● **Directions**
Please repeat the article on 340B drug discounts, starting at "HHS Secretary Alex" and ending at "meeting told Modern Healthcare.", and switch "private meeting" to "closed-door meeting".

● **Source passage**
========================

HHS Secretary Alex Azar in a private meeting with GOP House lawmakers Thursday floated standardizing the 340B drug discounts offered to providers, cutting it to 20% of the list price, a lawmaker who attended the meeting told Modern Healthcare.
Several GOP members of the House Energy and Commerce health subcommittee who were present told Azar they would vigorously oppose holding critical-access and rural hospitals to this standard, which is significantly lower than the typical 40% to 60% discount that 340B hospitals currently receive.
Azar's conversation with the lawmakers covered the Trump administration's overall drug pricing strategy, but the secretary's 340B suggestion elicited pushback and raised the room temperature, according to sources in the meeting.
Rep. Chris Collins (R-N.Y.), one of the meeting attendees and a strong supporter of increased 340B regulation and oversight, said he made it clear to Azar that the Trump administration should not tie low-margin or struggling 340B providers to a lower discount, and that he believed Azar understood what's at stake.
"Most critical-access hospitals are barely surviving," Collins told Modern Healthcare. "Having 340B tied to a 20% discount to the list price would be devastating for them."

========================

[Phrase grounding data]
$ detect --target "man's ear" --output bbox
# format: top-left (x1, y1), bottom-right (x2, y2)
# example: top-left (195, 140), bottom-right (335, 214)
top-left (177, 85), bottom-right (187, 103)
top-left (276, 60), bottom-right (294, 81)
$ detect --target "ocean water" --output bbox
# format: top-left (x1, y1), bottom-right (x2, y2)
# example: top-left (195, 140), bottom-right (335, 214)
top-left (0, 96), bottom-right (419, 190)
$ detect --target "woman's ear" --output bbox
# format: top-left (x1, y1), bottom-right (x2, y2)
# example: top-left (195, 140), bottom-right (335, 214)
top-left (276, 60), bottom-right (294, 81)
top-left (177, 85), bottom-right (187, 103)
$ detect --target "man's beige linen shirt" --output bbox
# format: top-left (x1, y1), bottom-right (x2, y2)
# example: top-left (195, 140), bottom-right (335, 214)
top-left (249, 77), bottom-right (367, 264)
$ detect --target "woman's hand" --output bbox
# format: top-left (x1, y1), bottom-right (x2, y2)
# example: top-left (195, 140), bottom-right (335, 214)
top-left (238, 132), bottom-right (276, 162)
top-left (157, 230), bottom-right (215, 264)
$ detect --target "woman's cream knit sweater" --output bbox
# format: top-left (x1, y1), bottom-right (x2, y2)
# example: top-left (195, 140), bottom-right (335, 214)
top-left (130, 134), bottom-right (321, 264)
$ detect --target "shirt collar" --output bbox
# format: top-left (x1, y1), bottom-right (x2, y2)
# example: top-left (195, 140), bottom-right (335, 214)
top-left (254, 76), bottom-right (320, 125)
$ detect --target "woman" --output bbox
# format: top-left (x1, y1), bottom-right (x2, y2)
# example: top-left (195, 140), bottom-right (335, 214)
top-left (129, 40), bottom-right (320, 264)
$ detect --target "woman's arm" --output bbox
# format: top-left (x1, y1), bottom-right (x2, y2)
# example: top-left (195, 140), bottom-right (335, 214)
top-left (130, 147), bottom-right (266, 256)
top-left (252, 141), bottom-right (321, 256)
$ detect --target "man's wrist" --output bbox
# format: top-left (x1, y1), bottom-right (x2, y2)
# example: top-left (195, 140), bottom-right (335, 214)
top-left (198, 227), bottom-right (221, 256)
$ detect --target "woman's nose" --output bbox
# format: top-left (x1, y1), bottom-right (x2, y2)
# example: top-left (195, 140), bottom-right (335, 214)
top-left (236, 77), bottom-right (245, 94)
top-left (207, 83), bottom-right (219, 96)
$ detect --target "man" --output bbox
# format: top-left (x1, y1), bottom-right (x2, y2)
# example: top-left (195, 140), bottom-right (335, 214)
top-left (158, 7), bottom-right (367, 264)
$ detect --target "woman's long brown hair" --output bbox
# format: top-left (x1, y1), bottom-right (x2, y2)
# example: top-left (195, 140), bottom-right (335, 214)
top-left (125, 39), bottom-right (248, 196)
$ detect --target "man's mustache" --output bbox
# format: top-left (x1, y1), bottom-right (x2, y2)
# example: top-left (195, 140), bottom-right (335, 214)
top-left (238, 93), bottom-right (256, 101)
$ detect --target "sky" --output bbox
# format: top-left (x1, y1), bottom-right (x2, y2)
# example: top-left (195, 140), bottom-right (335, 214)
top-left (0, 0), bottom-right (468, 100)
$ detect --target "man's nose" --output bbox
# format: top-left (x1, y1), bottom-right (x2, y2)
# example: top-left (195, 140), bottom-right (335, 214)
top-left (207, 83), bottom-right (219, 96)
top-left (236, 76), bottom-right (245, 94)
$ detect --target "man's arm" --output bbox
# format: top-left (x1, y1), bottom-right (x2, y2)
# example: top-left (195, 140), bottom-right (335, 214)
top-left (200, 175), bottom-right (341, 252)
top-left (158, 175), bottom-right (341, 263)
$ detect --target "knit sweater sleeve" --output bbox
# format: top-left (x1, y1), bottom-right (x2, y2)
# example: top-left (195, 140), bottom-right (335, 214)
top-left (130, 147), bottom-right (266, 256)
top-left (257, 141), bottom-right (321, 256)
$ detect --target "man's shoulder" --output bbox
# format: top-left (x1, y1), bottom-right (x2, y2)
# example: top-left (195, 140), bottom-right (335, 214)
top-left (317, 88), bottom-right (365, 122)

========================

● **Written answer**
HHS Secretary Alex Azar in a closed-door meeting with GOP House lawmakers Thursday floated standardizing the 340B drug discounts offered to providers, cutting it to 20% of the list price, a lawmaker who attended the meeting told Modern Healthcare.